### DATA RECORDS

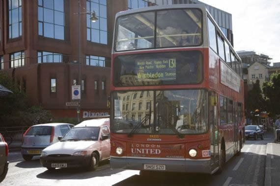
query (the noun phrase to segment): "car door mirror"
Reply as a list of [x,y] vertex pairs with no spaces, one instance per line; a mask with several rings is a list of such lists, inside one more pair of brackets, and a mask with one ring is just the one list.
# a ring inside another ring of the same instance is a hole
[[103,135],[101,136],[101,140],[105,140],[109,139],[109,135]]

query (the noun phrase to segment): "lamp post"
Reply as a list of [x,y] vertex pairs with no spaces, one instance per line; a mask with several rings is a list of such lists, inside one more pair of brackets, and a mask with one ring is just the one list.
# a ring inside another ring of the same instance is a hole
[[[81,107],[81,104],[82,104],[82,74],[81,74],[81,36],[80,36],[80,34],[81,34],[81,24],[80,24],[80,22],[81,22],[81,20],[80,20],[80,15],[81,14],[85,14],[85,13],[90,13],[91,14],[91,16],[90,17],[90,20],[93,23],[95,23],[96,22],[96,21],[97,21],[98,20],[98,19],[95,16],[95,11],[93,11],[93,12],[81,12],[81,0],[78,0],[78,3],[79,3],[79,7],[78,7],[78,27],[79,27],[79,30],[78,30],[78,67],[79,67],[79,79],[78,81],[78,85],[80,85],[80,91],[81,91],[81,93],[80,93],[80,95],[81,95],[81,98],[80,99],[79,101],[79,105],[77,106],[77,114],[78,115],[78,122],[80,122],[80,108]],[[74,13],[74,14],[76,14]]]

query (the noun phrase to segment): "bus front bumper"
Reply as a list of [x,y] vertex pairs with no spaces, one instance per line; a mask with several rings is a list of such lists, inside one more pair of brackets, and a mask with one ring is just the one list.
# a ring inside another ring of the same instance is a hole
[[151,171],[211,174],[210,159],[163,160],[112,157],[110,158],[110,166],[112,169],[145,170],[144,164],[165,165],[165,170],[148,170]]

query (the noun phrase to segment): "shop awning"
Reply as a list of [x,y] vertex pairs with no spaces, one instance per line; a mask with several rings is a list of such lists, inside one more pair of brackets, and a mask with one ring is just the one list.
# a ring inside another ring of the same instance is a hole
[[0,96],[3,96],[13,93],[1,85],[0,85]]

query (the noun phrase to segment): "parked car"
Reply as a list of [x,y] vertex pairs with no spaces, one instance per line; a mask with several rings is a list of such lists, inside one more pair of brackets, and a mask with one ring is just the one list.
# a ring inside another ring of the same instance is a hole
[[0,183],[5,179],[8,172],[8,144],[5,141],[4,138],[0,133]]
[[263,131],[261,130],[258,125],[245,126],[245,138],[247,139],[253,138],[257,140],[258,138],[263,140]]
[[90,119],[72,128],[59,142],[42,151],[40,162],[49,170],[86,167],[94,170],[110,157],[110,119]]
[[23,137],[21,153],[26,161],[34,156],[40,155],[42,150],[59,141],[74,125],[69,123],[53,123],[40,124],[30,127]]

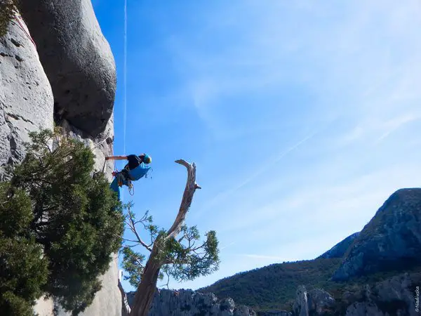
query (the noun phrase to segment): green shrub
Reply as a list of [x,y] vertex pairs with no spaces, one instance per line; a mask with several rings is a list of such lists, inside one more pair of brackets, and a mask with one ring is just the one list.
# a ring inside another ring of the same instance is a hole
[[[48,271],[46,282],[40,283],[42,292],[77,315],[92,303],[101,287],[98,277],[121,246],[121,205],[104,175],[93,172],[94,155],[81,142],[62,136],[59,129],[32,133],[30,137],[25,159],[11,171],[11,183],[4,185],[6,193],[0,197],[4,203],[11,195],[22,201],[5,209],[0,221],[5,234],[11,234],[8,227],[20,216],[18,241],[30,237],[32,244],[25,244],[34,250],[25,251],[25,256],[16,246],[4,254],[5,261],[20,258],[11,268],[21,269],[19,265],[35,264],[27,256],[41,258],[42,249]],[[31,272],[38,273],[34,269]],[[25,291],[28,285],[21,287]],[[41,292],[35,292],[39,297]],[[11,293],[18,292],[12,289]],[[36,295],[23,298],[30,305]]]

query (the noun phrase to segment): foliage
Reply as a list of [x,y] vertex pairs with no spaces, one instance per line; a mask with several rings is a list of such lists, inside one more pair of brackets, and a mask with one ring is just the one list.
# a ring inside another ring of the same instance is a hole
[[17,0],[0,0],[0,37],[6,35],[8,25],[15,16]]
[[[200,244],[196,242],[201,236],[196,226],[183,225],[178,239],[171,238],[166,239],[166,232],[153,224],[152,216],[146,212],[140,220],[136,220],[135,214],[132,211],[133,204],[126,204],[127,214],[126,223],[134,235],[132,239],[125,239],[123,254],[123,268],[128,272],[124,278],[130,284],[137,287],[140,282],[144,270],[145,261],[147,256],[140,252],[135,251],[133,247],[142,245],[152,250],[152,247],[159,249],[157,260],[163,263],[159,278],[162,279],[163,275],[172,277],[176,280],[191,280],[202,275],[208,275],[218,270],[220,260],[218,249],[218,242],[215,231],[211,230],[206,234],[206,239]],[[142,233],[149,235],[148,244],[142,241],[140,236],[138,226],[141,226]]]
[[47,281],[48,261],[29,229],[30,199],[21,190],[11,197],[10,190],[10,183],[0,183],[0,310],[32,316]]
[[[16,197],[25,191],[30,199],[32,219],[25,230],[48,261],[43,291],[77,315],[100,290],[98,278],[121,246],[121,206],[104,175],[93,173],[94,155],[83,143],[58,129],[29,136],[9,193]],[[0,219],[7,223],[6,217]]]

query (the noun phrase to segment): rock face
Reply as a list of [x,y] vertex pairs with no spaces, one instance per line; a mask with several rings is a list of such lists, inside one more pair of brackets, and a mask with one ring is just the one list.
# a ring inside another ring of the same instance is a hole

######

*STATED PROBLEM*
Please write out all the data again word for word, but not the pictures.

*ANSWER FOR THE TASK*
query (the noun phrase to segment): "car door mirror"
Reply as a list of [x,y] vertex pairs with no spaces, one instance per line; a mask with several rings is a list of such lists, inside one more pair of brackets, and a mask with one ring is just the one list.
# a ring inside another ring of the same instance is a hole
[[103,135],[101,136],[101,140],[105,140],[109,139],[109,135]]

query (the noun phrase to segment): "lamp post"
Reply as a list of [x,y] vertex pairs with no spaces, one instance per line; a mask with several rings is a list of such lists, inside one more pair of brackets, and a mask with one ring is just the one list.
# a ring inside another ring of the same instance is a hole
[[[81,107],[81,104],[82,104],[82,74],[81,74],[81,36],[80,36],[80,34],[81,34],[81,24],[80,24],[80,22],[81,22],[81,20],[80,20],[80,15],[81,14],[85,14],[85,13],[90,13],[91,14],[91,16],[90,17],[90,20],[93,23],[95,23],[96,22],[96,21],[97,21],[98,20],[98,19],[95,16],[95,11],[93,11],[93,12],[81,12],[81,0],[78,0],[78,3],[79,3],[79,7],[78,7],[78,27],[79,27],[79,30],[78,30],[78,67],[79,67],[79,79],[78,81],[78,85],[80,85],[80,91],[81,91],[81,93],[80,93],[80,95],[81,95],[81,98],[80,99],[79,101],[79,105],[77,106],[77,114],[78,115],[78,122],[80,122],[80,108]],[[74,13],[74,14],[76,14]]]

query (the noun phrase to segment): "bus front bumper"
Reply as a list of [x,y] vertex pairs with no spaces, one instance per line; a mask with several rings is a list of such lists, inside one more pair of brackets, and a mask with one ring is just the one list.
# a ring inside another ring of the same instance is a hole
[[151,171],[211,174],[210,159],[163,160],[112,157],[110,158],[110,166],[112,169],[145,170],[144,164],[165,165],[165,170],[148,170]]

query (the noun phrase to segment): "shop awning"
Reply as a list of [x,y] vertex pairs with no spaces, one instance per line; a mask with several rings is a list of such lists, inside one more pair of brackets, and a mask with one ring is just the one list.
# a ring inside another ring of the same instance is a hole
[[0,96],[3,96],[13,93],[1,85],[0,85]]

query (the noun phrase to segment): "parked car"
Reply as a list of [x,y] vertex pairs with no spaces, one instance per line; a mask with several rings is a list of such lists, inside one more pair of brackets, and a mask with one ring is just the one list.
# a ring inside another ring of the same instance is a hole
[[0,183],[5,179],[8,172],[8,144],[5,141],[4,138],[0,133]]
[[263,131],[261,130],[258,125],[245,126],[245,138],[247,139],[253,138],[257,140],[258,138],[263,140]]
[[90,119],[72,128],[59,142],[42,151],[40,162],[49,170],[86,167],[94,170],[110,157],[110,119]]
[[23,137],[21,153],[26,161],[34,156],[40,155],[42,150],[59,141],[74,125],[69,123],[53,123],[40,124],[30,127]]

query (the noun phrase to segment): green shrub
Reply as a list of [x,y] vertex pairs with no spaces, one instance per line; a mask with several rings is a list of such lists, inside one more pair of brackets, and a mask with one ring is just the one list.
# a ring inside another ring of the same instance is a hole
[[[48,271],[46,282],[40,283],[42,292],[77,315],[92,303],[101,287],[98,277],[121,246],[121,205],[104,175],[93,172],[94,155],[81,142],[62,136],[59,129],[32,133],[30,137],[25,159],[11,171],[11,183],[4,185],[6,193],[0,197],[4,203],[11,195],[22,201],[5,209],[0,221],[5,234],[11,234],[8,227],[20,216],[18,241],[30,237],[32,244],[25,244],[34,250],[25,251],[25,256],[16,246],[4,254],[5,261],[20,258],[11,268],[21,269],[19,265],[35,264],[27,256],[41,258],[42,249]],[[31,272],[38,273],[34,269]],[[25,291],[28,285],[21,287]],[[41,292],[35,292],[39,297]],[[11,293],[18,292],[12,289]],[[36,295],[23,298],[30,305]]]

query (the noun phrase to segment): foliage
Reply as a list of [x,y] vertex pairs with no spaces, one instance per line; a mask with several rings is a list of such lists, inside one more pair of brackets, and a mask with one ring is just the one list.
# a ring inside another ring of the same instance is a hole
[[17,0],[0,0],[0,37],[6,35],[8,25],[15,16]]
[[[200,244],[196,242],[201,236],[196,226],[183,225],[178,239],[171,238],[166,239],[166,232],[153,224],[152,216],[146,212],[140,220],[136,220],[135,214],[132,211],[133,204],[126,204],[127,214],[126,223],[134,235],[132,239],[125,239],[123,254],[123,268],[128,272],[124,278],[130,284],[137,287],[140,282],[144,270],[145,261],[147,256],[140,252],[135,251],[133,247],[142,245],[152,250],[152,247],[159,249],[157,260],[163,263],[159,278],[162,279],[163,275],[172,277],[176,280],[191,280],[202,275],[208,275],[218,270],[220,260],[218,249],[218,242],[215,231],[211,230],[206,234],[206,239]],[[142,233],[149,235],[148,244],[142,241],[140,236],[138,226],[141,226]]]
[[47,281],[48,261],[29,229],[30,199],[21,190],[11,197],[10,190],[10,183],[0,183],[0,310],[32,316]]
[[[16,197],[25,191],[30,199],[32,219],[25,230],[48,261],[43,291],[77,315],[100,290],[98,278],[121,246],[121,206],[104,175],[93,173],[94,155],[83,143],[58,129],[29,136],[9,193]],[[0,219],[7,223],[6,217]]]

query (the noun phrase to segment): rock face
Reply as a list of [x,y] vertex pairs with no spaces, one instance per line; a mask with several rings is a list of such lists, inside one more pair of brackets, and a mask with one ring is just the one list.
# a ring inside another ring of the same instance is a hole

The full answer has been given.